Work to do: Could you resize part of the listing below? Begin at the line that has "Target: street lamp" and stop after the last line of the listing. Give those lines again in full, requests included, with every vertex coordinate in the answer outlines multiplied by 0.55 and rounded to a whole number, halves rounding up.

BEGIN Record excerpts

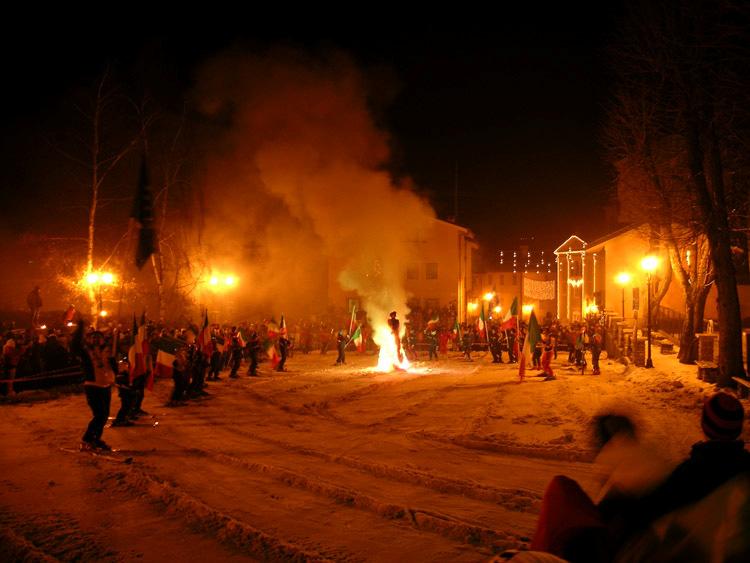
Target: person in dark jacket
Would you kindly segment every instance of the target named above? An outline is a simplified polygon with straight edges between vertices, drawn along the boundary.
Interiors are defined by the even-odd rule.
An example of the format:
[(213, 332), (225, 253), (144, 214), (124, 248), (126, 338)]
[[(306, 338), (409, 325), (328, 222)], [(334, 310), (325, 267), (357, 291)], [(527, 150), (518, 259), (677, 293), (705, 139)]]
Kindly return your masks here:
[[(554, 477), (542, 499), (531, 549), (572, 561), (609, 561), (621, 550), (637, 545), (639, 539), (645, 538), (650, 545), (648, 530), (657, 520), (662, 522), (663, 516), (695, 507), (735, 478), (750, 476), (750, 452), (739, 439), (744, 416), (742, 404), (734, 396), (723, 392), (711, 396), (701, 414), (707, 440), (693, 445), (685, 461), (642, 495), (607, 495), (596, 505), (578, 483), (561, 475)], [(733, 525), (736, 523), (730, 523)], [(660, 540), (666, 551), (684, 544), (685, 531), (683, 536), (675, 529), (672, 532), (674, 536)], [(625, 556), (623, 560), (649, 559)], [(709, 559), (697, 551), (696, 544), (691, 560)]]
[(281, 356), (281, 359), (279, 360), (279, 365), (276, 366), (276, 371), (286, 371), (284, 369), (284, 364), (286, 363), (286, 357), (289, 355), (290, 344), (291, 343), (286, 336), (279, 336), (279, 356)]
[(703, 405), (701, 428), (707, 440), (693, 444), (680, 463), (651, 494), (640, 499), (636, 524), (699, 501), (740, 473), (750, 472), (750, 452), (739, 439), (745, 411), (737, 398), (719, 392)]
[(104, 425), (109, 418), (112, 385), (115, 381), (109, 347), (104, 342), (104, 335), (98, 331), (91, 334), (91, 341), (87, 343), (84, 340), (84, 323), (81, 321), (73, 335), (71, 350), (81, 361), (84, 374), (83, 388), (92, 414), (86, 432), (81, 438), (81, 449), (111, 450), (112, 448), (102, 440)]
[(343, 330), (340, 330), (336, 335), (336, 348), (339, 351), (339, 355), (336, 358), (336, 365), (340, 366), (346, 363), (346, 345), (349, 342), (349, 337)]
[(247, 369), (247, 375), (249, 377), (256, 377), (258, 375), (258, 354), (260, 354), (260, 337), (256, 330), (250, 331), (250, 336), (247, 340), (247, 353), (250, 357), (250, 367)]

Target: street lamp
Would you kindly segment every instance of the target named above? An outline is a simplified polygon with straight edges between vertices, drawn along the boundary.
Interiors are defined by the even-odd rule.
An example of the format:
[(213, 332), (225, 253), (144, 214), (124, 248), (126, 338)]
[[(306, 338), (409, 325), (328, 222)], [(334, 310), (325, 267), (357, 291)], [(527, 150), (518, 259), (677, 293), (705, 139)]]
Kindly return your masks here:
[(651, 361), (651, 275), (659, 265), (659, 259), (656, 256), (646, 256), (641, 260), (641, 268), (646, 272), (646, 309), (648, 312), (648, 332), (646, 334), (648, 354), (646, 356), (646, 367), (654, 367), (654, 362)]
[(615, 281), (622, 287), (622, 318), (625, 320), (625, 286), (630, 283), (630, 274), (628, 272), (620, 272), (617, 274)]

END Record excerpts

Solution for this exercise:
Target: street lamp
Would you kindly segment every instance of the target named above? An outline is a simplified polygon with straight edges between vertices, drawn along the boundary.
Interiors are defined by the even-odd rule.
An example of the format:
[(213, 332), (225, 253), (144, 214), (124, 248), (126, 338)]
[[(306, 338), (409, 325), (328, 222)], [(334, 310), (325, 267), (357, 291)], [(527, 150), (518, 259), (677, 293), (705, 139)]]
Kindly return your masks here:
[(358, 199), (358, 151), (362, 146), (362, 142), (361, 141), (355, 141), (353, 143), (353, 147), (355, 150), (355, 170), (356, 172), (356, 183), (355, 184), (356, 195), (355, 196), (355, 202), (360, 202), (360, 199)]
[(338, 155), (342, 158), (342, 175), (344, 176), (344, 157), (347, 156), (347, 151), (345, 150), (341, 150), (339, 151)]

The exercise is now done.